Stated problem ->
Below is a block of records; repeat each one exactly.

Input for this task ->
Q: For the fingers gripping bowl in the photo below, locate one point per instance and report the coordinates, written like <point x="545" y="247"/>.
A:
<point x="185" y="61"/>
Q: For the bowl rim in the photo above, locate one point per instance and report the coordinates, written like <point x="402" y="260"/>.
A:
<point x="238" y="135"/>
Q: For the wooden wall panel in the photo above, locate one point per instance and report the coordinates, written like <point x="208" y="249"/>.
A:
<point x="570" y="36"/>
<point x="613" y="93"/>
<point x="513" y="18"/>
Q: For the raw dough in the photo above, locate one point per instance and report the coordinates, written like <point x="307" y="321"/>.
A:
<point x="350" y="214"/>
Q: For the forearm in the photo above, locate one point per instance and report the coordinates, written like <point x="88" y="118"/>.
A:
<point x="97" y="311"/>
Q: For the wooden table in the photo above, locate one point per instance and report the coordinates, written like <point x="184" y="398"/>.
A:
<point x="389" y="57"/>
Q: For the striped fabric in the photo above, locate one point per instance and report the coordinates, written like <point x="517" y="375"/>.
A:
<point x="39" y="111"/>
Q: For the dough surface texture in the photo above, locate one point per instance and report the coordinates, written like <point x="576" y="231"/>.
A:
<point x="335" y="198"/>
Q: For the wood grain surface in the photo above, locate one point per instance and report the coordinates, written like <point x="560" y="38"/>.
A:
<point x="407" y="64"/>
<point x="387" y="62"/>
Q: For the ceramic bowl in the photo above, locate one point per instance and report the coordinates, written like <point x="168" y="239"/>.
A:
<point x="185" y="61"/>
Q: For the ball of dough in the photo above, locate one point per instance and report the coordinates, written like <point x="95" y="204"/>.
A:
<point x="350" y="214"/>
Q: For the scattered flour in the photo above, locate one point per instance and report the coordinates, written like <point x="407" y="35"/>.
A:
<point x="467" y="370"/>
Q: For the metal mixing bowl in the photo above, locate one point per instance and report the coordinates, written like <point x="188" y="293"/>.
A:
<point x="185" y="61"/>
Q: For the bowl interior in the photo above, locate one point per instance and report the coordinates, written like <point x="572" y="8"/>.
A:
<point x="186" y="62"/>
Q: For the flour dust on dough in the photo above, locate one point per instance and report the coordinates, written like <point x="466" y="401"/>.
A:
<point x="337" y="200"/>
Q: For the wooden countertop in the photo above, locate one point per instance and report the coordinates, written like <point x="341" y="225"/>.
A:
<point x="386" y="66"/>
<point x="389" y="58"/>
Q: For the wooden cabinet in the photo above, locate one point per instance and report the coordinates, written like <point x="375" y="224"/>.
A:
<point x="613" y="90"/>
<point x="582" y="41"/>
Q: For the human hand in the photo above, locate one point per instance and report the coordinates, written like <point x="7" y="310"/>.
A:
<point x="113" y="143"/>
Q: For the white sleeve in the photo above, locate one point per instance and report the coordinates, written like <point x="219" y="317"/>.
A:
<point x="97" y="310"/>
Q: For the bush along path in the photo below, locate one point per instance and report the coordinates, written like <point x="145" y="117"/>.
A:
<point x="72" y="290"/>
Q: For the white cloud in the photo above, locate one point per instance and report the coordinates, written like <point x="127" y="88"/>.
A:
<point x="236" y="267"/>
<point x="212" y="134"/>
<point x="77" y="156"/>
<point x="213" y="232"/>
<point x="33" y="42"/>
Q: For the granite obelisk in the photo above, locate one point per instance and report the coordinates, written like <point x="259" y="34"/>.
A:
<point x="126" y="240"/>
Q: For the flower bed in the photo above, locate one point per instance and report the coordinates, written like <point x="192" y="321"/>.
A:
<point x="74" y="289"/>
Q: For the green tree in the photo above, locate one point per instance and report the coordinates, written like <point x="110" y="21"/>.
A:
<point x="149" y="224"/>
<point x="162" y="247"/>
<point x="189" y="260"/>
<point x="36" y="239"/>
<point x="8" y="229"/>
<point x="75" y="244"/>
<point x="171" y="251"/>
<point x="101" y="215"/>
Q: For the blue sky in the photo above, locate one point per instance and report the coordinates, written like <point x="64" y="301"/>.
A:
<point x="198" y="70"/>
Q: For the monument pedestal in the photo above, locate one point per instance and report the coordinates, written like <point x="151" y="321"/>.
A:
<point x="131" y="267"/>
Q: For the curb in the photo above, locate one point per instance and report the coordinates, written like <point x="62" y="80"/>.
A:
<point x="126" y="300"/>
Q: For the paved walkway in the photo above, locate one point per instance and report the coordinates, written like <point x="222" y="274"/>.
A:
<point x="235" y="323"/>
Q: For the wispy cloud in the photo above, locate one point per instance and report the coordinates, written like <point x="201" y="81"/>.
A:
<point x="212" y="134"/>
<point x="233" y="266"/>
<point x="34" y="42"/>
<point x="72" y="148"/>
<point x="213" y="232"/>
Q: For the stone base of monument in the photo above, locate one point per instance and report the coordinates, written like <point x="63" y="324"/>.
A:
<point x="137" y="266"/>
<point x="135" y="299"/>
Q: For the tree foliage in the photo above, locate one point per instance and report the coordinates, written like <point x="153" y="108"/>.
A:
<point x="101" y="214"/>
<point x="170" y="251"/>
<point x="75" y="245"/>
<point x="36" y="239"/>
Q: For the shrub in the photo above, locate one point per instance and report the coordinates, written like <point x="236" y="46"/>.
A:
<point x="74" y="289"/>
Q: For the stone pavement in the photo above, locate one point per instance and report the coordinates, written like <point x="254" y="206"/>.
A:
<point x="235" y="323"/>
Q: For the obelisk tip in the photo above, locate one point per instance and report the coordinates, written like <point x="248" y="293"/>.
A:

Solution to the exercise ->
Q: For the fingers gripping bowl in the photo below, locate one point per instance and report the coordinates, written like <point x="545" y="247"/>.
A:
<point x="185" y="61"/>
Q: For the bowl rim in the photo above, locate one point per instance and report the coordinates, written like <point x="402" y="260"/>.
A:
<point x="238" y="135"/>
Q: For the wooden wall panel in the photo above, locate one point per instance and report the coordinates, written like <point x="208" y="249"/>.
A:
<point x="570" y="36"/>
<point x="613" y="93"/>
<point x="513" y="18"/>
Q: For the raw dough in the photo above, locate one point per instance and report the coordinates, written like <point x="307" y="321"/>.
A:
<point x="350" y="214"/>
Q: For the forearm in the photo above, locate one point per instance and report the coordinates, written like <point x="88" y="118"/>.
A:
<point x="97" y="311"/>
Q: For the wooden table in the photo above, locate one point per instance and report the coordinates, written like <point x="184" y="398"/>.
A:
<point x="389" y="57"/>
Q: For the striped fabric in the photo above, locate one point per instance and report the coordinates, written like <point x="517" y="375"/>.
A:
<point x="39" y="111"/>
Q: For the dough surface texture in the photo above, locate one point per instance and report the coordinates, written like <point x="576" y="231"/>.
A:
<point x="335" y="198"/>
Q: For the wood grain surface in the photo above, locate one point per instance and report the coordinates, written like <point x="560" y="38"/>.
A:
<point x="407" y="64"/>
<point x="387" y="62"/>
Q: For the ceramic bowl in the photo above, locate one point per instance and report the coordinates, written like <point x="168" y="239"/>.
A:
<point x="185" y="61"/>
Q: For the ball of dough in the photo above, locate one point per instance and report the coordinates, written like <point x="95" y="204"/>.
A:
<point x="350" y="214"/>
Q: For the scattered flour in the photo above, locate one point per instance and report the coordinates, written like <point x="407" y="35"/>.
A:
<point x="467" y="370"/>
Q: For the metal mixing bowl in the photo above, locate one point per instance and report the coordinates, written like <point x="188" y="293"/>.
A:
<point x="185" y="61"/>
Q: For the bowl interior in the photo above, locate one point per instance and report the coordinates, written like <point x="572" y="8"/>.
A:
<point x="186" y="62"/>
Q: For the flour dust on dough in the photo above, locate one point per instance and report the coordinates, written like <point x="466" y="401"/>.
A:
<point x="337" y="200"/>
Q: For the wooden countertop in the photo above, locate one point per instance and report the coordinates, written like <point x="341" y="225"/>.
A:
<point x="386" y="66"/>
<point x="389" y="58"/>
Q: For the wooden cabinet in the photo above, locate one point per instance and report the coordinates, written like <point x="375" y="224"/>.
A:
<point x="613" y="90"/>
<point x="582" y="41"/>
Q: For the human hand in the photo above, locate one point per instance and report the coordinates, written like <point x="7" y="310"/>.
A:
<point x="113" y="143"/>
Q: For the white sleeve in the photo above, locate one point per instance and report the coordinates, written like <point x="219" y="317"/>.
A:
<point x="97" y="310"/>
Q: For the bush along path in the photo below, locate one point per instance and report the coordinates, written like <point x="145" y="117"/>.
A:
<point x="72" y="290"/>
Q: For the white cloud in the photo above, locate one point per instance and report the coordinates, written like <point x="127" y="88"/>.
A:
<point x="236" y="267"/>
<point x="212" y="134"/>
<point x="77" y="156"/>
<point x="213" y="232"/>
<point x="33" y="42"/>
Q: For the granite obelisk in the photo above, locate one point per instance and report the coordinates, written like <point x="259" y="34"/>.
A:
<point x="126" y="240"/>
Q: For the flower bed in the photo above, locate one point per instance and report the coordinates, written like <point x="192" y="321"/>.
A:
<point x="74" y="289"/>
Q: For the green tree in the photo above, locate one point per instance and report the coordinates, written like <point x="110" y="21"/>.
A:
<point x="149" y="224"/>
<point x="162" y="247"/>
<point x="189" y="260"/>
<point x="36" y="239"/>
<point x="8" y="229"/>
<point x="75" y="244"/>
<point x="171" y="251"/>
<point x="101" y="215"/>
Q: For the blue sky in the photo above, locate one point per instance and report the coordinates, written like <point x="64" y="301"/>.
A:
<point x="198" y="70"/>
Q: For the monument pedestal in the photo above, locate one point per instance and report the coordinates, written like <point x="151" y="321"/>.
A:
<point x="131" y="267"/>
Q: For the curb in the photo above, locate one point per instance and report the coordinates, written like <point x="62" y="80"/>.
A:
<point x="126" y="300"/>
Q: For the paved walkway in the photo above, locate one point per instance and report the coordinates, written like <point x="222" y="274"/>.
A:
<point x="235" y="323"/>
Q: For the wispy cloud in the photo above, locate one point per instance and report the coordinates, written like <point x="201" y="81"/>.
A:
<point x="212" y="134"/>
<point x="233" y="266"/>
<point x="34" y="42"/>
<point x="72" y="148"/>
<point x="213" y="232"/>
Q: For the stone base of monument in the photo above, locate one point per instance and report the coordinates, written like <point x="63" y="324"/>.
A:
<point x="137" y="266"/>
<point x="135" y="299"/>
Q: For the tree foliage in the photo above, locate one point per instance and report the coordinates, written like <point x="153" y="108"/>.
A:
<point x="101" y="214"/>
<point x="170" y="251"/>
<point x="75" y="245"/>
<point x="36" y="239"/>
Q: For the shrub in the photo above, locate one point per instance and report the coordinates, written like <point x="236" y="46"/>.
A:
<point x="74" y="289"/>
Q: For the stone pavement in the photo above, locate one point per instance and report the coordinates, written like <point x="254" y="206"/>.
A:
<point x="235" y="323"/>
Q: For the obelisk tip in the photo above, locate one point per instance and report the coordinates, written like <point x="248" y="293"/>.
A:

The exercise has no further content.